* _Work instructions_
Could every line of the data be printed exactly as it reads?

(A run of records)
######
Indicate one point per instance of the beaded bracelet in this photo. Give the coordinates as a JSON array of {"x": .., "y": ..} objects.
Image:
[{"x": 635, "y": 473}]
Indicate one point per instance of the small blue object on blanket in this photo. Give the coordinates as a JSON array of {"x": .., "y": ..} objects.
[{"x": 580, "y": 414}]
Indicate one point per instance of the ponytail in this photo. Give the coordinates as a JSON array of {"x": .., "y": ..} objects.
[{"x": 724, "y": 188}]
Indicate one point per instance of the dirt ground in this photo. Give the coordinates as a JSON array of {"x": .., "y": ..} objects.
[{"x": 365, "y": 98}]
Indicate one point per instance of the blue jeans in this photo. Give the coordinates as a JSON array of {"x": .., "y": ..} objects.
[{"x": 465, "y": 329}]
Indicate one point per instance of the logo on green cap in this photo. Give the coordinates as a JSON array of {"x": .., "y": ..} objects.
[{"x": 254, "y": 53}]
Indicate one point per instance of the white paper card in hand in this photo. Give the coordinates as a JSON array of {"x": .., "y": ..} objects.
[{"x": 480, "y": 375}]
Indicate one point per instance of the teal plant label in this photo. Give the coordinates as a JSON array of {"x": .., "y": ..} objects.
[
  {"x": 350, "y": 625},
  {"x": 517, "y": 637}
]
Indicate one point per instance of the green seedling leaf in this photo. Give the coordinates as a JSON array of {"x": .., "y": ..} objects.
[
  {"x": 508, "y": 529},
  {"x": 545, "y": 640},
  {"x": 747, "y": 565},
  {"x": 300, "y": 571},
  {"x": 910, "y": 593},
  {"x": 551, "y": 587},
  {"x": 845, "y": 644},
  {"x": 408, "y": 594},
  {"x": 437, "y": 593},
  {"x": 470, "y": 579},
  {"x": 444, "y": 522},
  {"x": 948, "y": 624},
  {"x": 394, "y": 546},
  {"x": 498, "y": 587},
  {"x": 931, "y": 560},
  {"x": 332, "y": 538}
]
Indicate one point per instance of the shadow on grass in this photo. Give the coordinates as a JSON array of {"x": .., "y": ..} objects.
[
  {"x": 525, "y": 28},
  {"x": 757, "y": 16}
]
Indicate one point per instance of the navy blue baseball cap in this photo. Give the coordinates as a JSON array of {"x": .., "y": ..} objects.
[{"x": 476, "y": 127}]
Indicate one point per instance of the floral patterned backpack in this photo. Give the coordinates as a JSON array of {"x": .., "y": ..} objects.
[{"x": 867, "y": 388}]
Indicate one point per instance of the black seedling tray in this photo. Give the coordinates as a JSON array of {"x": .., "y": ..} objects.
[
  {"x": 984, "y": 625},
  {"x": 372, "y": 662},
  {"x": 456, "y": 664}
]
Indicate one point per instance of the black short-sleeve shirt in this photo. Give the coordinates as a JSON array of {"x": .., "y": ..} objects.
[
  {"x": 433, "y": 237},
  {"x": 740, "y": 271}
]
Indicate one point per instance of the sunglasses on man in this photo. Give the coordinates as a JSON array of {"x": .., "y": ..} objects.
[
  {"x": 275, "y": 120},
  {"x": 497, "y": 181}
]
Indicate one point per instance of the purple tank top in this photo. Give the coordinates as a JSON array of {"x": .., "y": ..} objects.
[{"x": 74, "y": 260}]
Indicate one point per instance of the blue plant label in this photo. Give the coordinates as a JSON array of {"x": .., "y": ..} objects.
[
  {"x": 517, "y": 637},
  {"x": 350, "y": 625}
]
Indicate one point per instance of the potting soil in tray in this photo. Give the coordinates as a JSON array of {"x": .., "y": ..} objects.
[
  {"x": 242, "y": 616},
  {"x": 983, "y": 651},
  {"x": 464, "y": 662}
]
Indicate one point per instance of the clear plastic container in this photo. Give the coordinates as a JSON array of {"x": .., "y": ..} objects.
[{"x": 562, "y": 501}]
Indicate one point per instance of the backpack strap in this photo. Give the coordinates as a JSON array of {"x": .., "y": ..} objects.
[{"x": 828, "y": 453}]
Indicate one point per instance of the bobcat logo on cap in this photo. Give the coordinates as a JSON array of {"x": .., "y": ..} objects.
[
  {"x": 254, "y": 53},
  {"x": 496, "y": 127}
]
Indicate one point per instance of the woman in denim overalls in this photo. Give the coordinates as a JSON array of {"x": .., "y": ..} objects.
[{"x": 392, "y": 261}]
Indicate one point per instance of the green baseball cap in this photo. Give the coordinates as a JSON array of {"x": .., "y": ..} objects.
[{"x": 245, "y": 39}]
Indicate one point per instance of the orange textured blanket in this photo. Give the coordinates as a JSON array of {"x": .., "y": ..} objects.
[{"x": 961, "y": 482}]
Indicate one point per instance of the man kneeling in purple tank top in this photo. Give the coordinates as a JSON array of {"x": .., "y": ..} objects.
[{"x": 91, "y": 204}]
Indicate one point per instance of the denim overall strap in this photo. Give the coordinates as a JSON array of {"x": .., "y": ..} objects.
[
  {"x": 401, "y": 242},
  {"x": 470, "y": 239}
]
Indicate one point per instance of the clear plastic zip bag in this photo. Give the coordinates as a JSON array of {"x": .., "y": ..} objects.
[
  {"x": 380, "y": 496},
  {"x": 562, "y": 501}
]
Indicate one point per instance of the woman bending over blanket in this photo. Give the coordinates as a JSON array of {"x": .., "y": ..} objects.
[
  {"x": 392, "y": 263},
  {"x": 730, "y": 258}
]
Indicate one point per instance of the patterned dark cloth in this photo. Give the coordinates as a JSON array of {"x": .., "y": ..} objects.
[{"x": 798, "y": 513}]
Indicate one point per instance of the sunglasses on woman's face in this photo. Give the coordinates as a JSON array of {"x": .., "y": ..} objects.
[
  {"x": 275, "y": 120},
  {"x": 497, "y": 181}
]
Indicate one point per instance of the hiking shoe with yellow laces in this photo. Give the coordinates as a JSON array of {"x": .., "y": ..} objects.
######
* _Solved exercise_
Indicate one point per instance of the beaded bracelet in this photo. Give the coordinates as a JSON array of {"x": .., "y": ..} objects.
Image:
[{"x": 635, "y": 473}]
Indicate one point per instance of the small blue object on blanket in this photo. Give the coordinates as a JSON array of {"x": .., "y": ..} objects.
[{"x": 580, "y": 414}]
Indicate one point per instance of the ponytail in this photo. Give the coordinates as a JSON array of {"x": .., "y": ..} objects.
[{"x": 724, "y": 188}]
Indicate one point per instance of the dirt ground in this photo. Give the coordinates as a JSON array of {"x": .., "y": ..} objects.
[{"x": 365, "y": 98}]
Indicate one point per instance of the blue jeans in this photo. Give the coordinates as a JSON array of {"x": .., "y": ..} objects.
[{"x": 465, "y": 329}]
Indicate one point per instance of the logo on green cap in this photo. Give the coordinates as a JSON array of {"x": .., "y": ..} objects.
[{"x": 254, "y": 53}]
Indicate one point per instance of the white paper card in hand in this photo. Give the coordinates as a JSON array of {"x": .., "y": ..} objects.
[{"x": 480, "y": 375}]
Indicate one point per instance of the teal plant label in this photo. Give the coordinates as a JSON array of {"x": .., "y": ..} objects.
[
  {"x": 350, "y": 625},
  {"x": 517, "y": 637}
]
Indicate one point per instance of the green seedling leaf in this photo. Give the coordinates as a JSON array of {"x": .., "y": ..} objects.
[
  {"x": 508, "y": 529},
  {"x": 545, "y": 640},
  {"x": 747, "y": 565},
  {"x": 300, "y": 571},
  {"x": 910, "y": 593},
  {"x": 551, "y": 587},
  {"x": 845, "y": 644},
  {"x": 408, "y": 594},
  {"x": 437, "y": 593},
  {"x": 470, "y": 579},
  {"x": 444, "y": 522},
  {"x": 948, "y": 624},
  {"x": 394, "y": 546},
  {"x": 498, "y": 587},
  {"x": 931, "y": 560},
  {"x": 332, "y": 538}
]
Indicate one point per instance of the shadow on grass in this photo. Give the coordinates as a JSON array of {"x": .., "y": ..} objects.
[
  {"x": 525, "y": 28},
  {"x": 757, "y": 16}
]
Indicate one point per instance of the navy blue baseball cap in this photo. Give the coordinates as a JSON array of {"x": .., "y": ..} objects.
[{"x": 476, "y": 127}]
Indicate one point per instance of the floral patterned backpack in this photo. Give the coordinates as a JSON array of {"x": .., "y": ..} objects.
[{"x": 867, "y": 388}]
Indicate one point per instance of the black seedling tray in this photo. Give the coordinates as a JSON array of {"x": .., "y": ..} objects.
[
  {"x": 984, "y": 625},
  {"x": 372, "y": 662},
  {"x": 456, "y": 664}
]
Indicate one point per instance of the black short-sleeve shirt in this photo. Give the coordinates as a JSON array of {"x": .., "y": ..} objects.
[
  {"x": 433, "y": 237},
  {"x": 740, "y": 271}
]
Indicate one point per instance of the sunglasses on man in this photo. Give the coordinates as a JSON array of {"x": .., "y": ..} objects.
[
  {"x": 275, "y": 120},
  {"x": 497, "y": 181}
]
Indicate one point per instance of the purple tank top in this photo. Give the coordinates as a JSON array of {"x": .., "y": ..} objects.
[{"x": 74, "y": 260}]
Indicate one point per instance of the blue plant label in this photo. Give the coordinates as a JSON array of {"x": .., "y": ..} objects.
[
  {"x": 517, "y": 637},
  {"x": 350, "y": 625}
]
Indicate one point per instance of the potting soil in tray in this photo. Give the coordinates as a JSON array of {"x": .., "y": ..} objects.
[
  {"x": 242, "y": 616},
  {"x": 983, "y": 651},
  {"x": 464, "y": 662}
]
Indicate one point per instance of the clear plastic container in this photo. Give the coordinates as a JSON array of {"x": .., "y": ..} objects.
[{"x": 562, "y": 501}]
Indicate one point per instance of the backpack strap in this photo. Give the coordinates as a JSON array of {"x": .., "y": ..} objects.
[{"x": 828, "y": 453}]
Indicate one point per instance of the bobcat logo on cap in this photo. Give the coordinates as a JSON array of {"x": .., "y": ..} objects.
[
  {"x": 254, "y": 53},
  {"x": 496, "y": 127}
]
Indicate one point per instance of the woman in denim overalls in this photo. Give the coordinates as a JSON array of {"x": .., "y": ..} objects.
[{"x": 392, "y": 261}]
Indicate one point per instance of the green baseball cap in this photo. Give the coordinates as a JSON array of {"x": .., "y": ..} objects.
[{"x": 245, "y": 39}]
Indicate one point per instance of the orange textured blanket in this photo. Give the coordinates as a JSON array of {"x": .., "y": ..} objects.
[{"x": 961, "y": 482}]
Indicate one point per instance of the man kneeling in purple tank top in this photo. Give the coordinates as a JSON array of {"x": .., "y": ..} objects.
[{"x": 91, "y": 204}]
Indicate one point per instance of the denim overall strap in this photo. Give the coordinates as a JSON array of {"x": .., "y": ..} objects.
[
  {"x": 401, "y": 242},
  {"x": 470, "y": 239}
]
Indicate one point per instance of the clear plastic zip bag in this photo. Give the coordinates as a JSON array of {"x": .., "y": ..} objects.
[
  {"x": 380, "y": 496},
  {"x": 562, "y": 501}
]
Indicate one point per instance of the woman bending over blanket in this photo. Give the coordinates as a JSON array of {"x": .., "y": ..} objects.
[
  {"x": 392, "y": 263},
  {"x": 730, "y": 258}
]
Indicate one point per instance of the patterned dark cloth in this photo. Give the coordinates as a JSON array of {"x": .., "y": ..} objects.
[{"x": 798, "y": 513}]
Indicate one point per instance of the sunglasses on woman's face in this photo. Give the coordinates as a JSON array of {"x": .., "y": ..} objects.
[
  {"x": 275, "y": 120},
  {"x": 497, "y": 181}
]
Indicate one point per instance of the hiking shoe with yellow laces in this photo. Give the coordinates as a JSON array of {"x": .., "y": ..} objects.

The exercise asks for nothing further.